### WORK REQUIRED:
Output all of the data below exactly as given.

### Location identification entries:
....
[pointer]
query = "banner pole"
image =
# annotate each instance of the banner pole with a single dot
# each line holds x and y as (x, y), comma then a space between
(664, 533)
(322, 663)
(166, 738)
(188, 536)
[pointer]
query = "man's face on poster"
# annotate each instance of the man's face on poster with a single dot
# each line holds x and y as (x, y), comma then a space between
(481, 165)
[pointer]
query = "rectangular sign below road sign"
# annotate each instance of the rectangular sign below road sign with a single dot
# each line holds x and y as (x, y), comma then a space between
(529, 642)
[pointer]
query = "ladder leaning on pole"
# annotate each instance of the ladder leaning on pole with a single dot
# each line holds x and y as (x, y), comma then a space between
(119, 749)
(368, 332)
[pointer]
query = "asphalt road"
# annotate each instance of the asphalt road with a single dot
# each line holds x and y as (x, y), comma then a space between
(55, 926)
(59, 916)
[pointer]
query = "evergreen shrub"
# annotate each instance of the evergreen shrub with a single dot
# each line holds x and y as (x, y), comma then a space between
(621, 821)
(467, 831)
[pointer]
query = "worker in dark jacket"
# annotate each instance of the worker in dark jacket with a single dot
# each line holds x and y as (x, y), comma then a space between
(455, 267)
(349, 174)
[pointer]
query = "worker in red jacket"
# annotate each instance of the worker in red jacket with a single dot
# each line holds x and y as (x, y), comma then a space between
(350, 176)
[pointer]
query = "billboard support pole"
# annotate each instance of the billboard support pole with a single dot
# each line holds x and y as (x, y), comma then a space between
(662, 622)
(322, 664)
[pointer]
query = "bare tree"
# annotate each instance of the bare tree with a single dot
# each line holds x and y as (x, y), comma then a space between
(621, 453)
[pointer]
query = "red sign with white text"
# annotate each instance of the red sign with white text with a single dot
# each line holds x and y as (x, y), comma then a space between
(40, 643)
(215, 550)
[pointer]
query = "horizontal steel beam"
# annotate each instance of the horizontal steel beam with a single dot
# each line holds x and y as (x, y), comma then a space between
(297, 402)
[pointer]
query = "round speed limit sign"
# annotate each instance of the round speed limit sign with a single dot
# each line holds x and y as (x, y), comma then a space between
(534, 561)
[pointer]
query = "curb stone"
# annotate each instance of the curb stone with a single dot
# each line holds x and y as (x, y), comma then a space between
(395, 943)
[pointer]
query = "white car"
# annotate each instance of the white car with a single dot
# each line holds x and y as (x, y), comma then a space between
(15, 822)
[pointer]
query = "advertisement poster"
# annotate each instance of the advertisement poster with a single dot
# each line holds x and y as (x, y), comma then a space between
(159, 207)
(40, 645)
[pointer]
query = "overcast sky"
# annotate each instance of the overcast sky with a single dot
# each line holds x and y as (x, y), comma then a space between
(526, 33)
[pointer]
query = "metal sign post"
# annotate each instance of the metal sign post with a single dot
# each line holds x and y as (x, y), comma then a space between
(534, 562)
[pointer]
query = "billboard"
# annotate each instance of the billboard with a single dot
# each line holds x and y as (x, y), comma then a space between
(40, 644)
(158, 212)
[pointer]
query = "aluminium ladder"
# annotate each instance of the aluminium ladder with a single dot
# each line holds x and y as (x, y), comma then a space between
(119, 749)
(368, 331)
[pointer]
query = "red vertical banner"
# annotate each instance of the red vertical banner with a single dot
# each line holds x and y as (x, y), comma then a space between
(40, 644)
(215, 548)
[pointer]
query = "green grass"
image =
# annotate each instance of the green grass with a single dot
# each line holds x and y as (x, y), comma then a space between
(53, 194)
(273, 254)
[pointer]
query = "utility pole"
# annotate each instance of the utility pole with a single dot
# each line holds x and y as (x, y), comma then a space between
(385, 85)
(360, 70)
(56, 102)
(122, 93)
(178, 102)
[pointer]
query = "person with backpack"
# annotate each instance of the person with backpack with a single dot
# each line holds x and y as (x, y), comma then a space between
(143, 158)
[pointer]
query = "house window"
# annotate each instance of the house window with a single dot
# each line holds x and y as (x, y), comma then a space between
....
### RIGHT ANSWER:
[pointer]
query = "banner pole"
image =
# annotate each instance of the banner pole with a single dot
# each line holds x and y as (x, y), comma then a space between
(664, 533)
(322, 663)
(166, 738)
(188, 536)
[pointer]
query = "man's face on poster"
# annotate each instance of the man's face on poster with a single dot
# each line holds x and y as (x, y), comma then a space between
(481, 165)
[pointer]
query = "rectangular sign below road sign"
# annotate each instance of the rectangular sign below road sign with a single dot
# each line holds x and y as (x, y), comma then a space between
(529, 642)
[pointer]
query = "ladder leaning on pole"
# annotate each instance of the ladder leaning on pole with a single dot
# each line holds x and y as (x, y), comma then a space between
(119, 749)
(368, 332)
[pointer]
query = "asphalt road"
# annotate each instance of the asphalt road with a single dot
# each line holds x and y as (x, y), comma then a space between
(55, 926)
(59, 916)
[pointer]
query = "evergreen shrub"
# annotate each instance of the evergreen shrub with a single dot
# each line holds x and y as (x, y), comma then a space between
(621, 821)
(467, 831)
[pointer]
query = "worker in dark jacket"
# annotate each instance of the worker in dark jacket with a single dot
# each line holds x and y as (x, y), comma then a space between
(455, 267)
(349, 174)
[pointer]
query = "worker in red jacket"
# annotate each instance of the worker in red jacket with a single dot
# each line holds x and y as (x, y), comma then a space between
(350, 176)
[pointer]
query = "billboard support pole"
# annotate each instance of the billboard support pole with a single dot
# each line holds x and y as (x, y), comma then a space between
(662, 622)
(322, 664)
[pointer]
query = "bare tree"
# annotate each instance of the bare tree with a single dot
# each line holds x and y as (x, y), comma then a space between
(621, 453)
[pointer]
query = "red sign with white text"
# annotate each instance of the red sign with white text with a single dot
# each line holds x and y as (x, y), comma then a space between
(40, 643)
(215, 550)
[pointer]
query = "horizontal steel beam"
# annotate each instance of the horizontal steel beam with a single dot
# each line holds x and y as (x, y), comma then a space between
(297, 402)
[pointer]
query = "round speed limit sign"
# annotate each instance of the round speed limit sign with a single dot
# each line holds x and y as (x, y), comma then a space between
(534, 561)
[pointer]
query = "curb stone"
# annotate each instance of the curb stone with a single dot
# each line holds x and y as (x, y), comma then a space between
(395, 943)
[pointer]
query = "white car"
# annotate each instance of the white car with a single dot
# each line holds x and y as (x, y), comma then a space between
(15, 822)
[pointer]
query = "advertisement poster"
# annotate each instance of the advertisement poster with a single dot
# each line holds x and y as (x, y), comma then a space between
(159, 207)
(40, 645)
[pointer]
query = "overcast sky"
# annotate each instance of the overcast sky with a single dot
# each line holds x and y as (x, y), comma then a space between
(526, 33)
[pointer]
query = "metal sign post"
# annotate each instance of the metal sign post with a single dot
# each line holds x and y as (x, y), comma then a space between
(534, 562)
[pointer]
query = "billboard"
# annotate each instance of the billboard with a single dot
# each line holds x and y as (x, y), comma then a space between
(40, 644)
(158, 212)
[pointer]
query = "aluminium ladder"
# annotate each instance of the aluminium ladder with a single dot
# each line holds x and y as (x, y), comma then a space between
(119, 749)
(368, 331)
[pointer]
query = "red vertical banner"
# annotate each instance of the red vertical banner with a single dot
# each line holds x and y as (x, y), comma then a space between
(40, 644)
(215, 548)
[pointer]
query = "green grass"
image =
# annotate each instance of the green grass with a single dot
# each line holds x and y as (x, y), comma then a space between
(53, 194)
(273, 254)
[pointer]
query = "utility pole"
# annotate each instance of the utility pole with a single dot
# each line holds x and y as (x, y), comma then a space between
(385, 85)
(360, 70)
(56, 102)
(122, 93)
(178, 102)
[pointer]
query = "person with backpack"
# annotate each instance of the person with backpack with a single dot
# each line holds x and y as (x, y), comma then a space between
(143, 158)
[pointer]
query = "house window"
# annotate each instance of the house window with a single dot
# each line holds x and y as (x, y), comma then a space between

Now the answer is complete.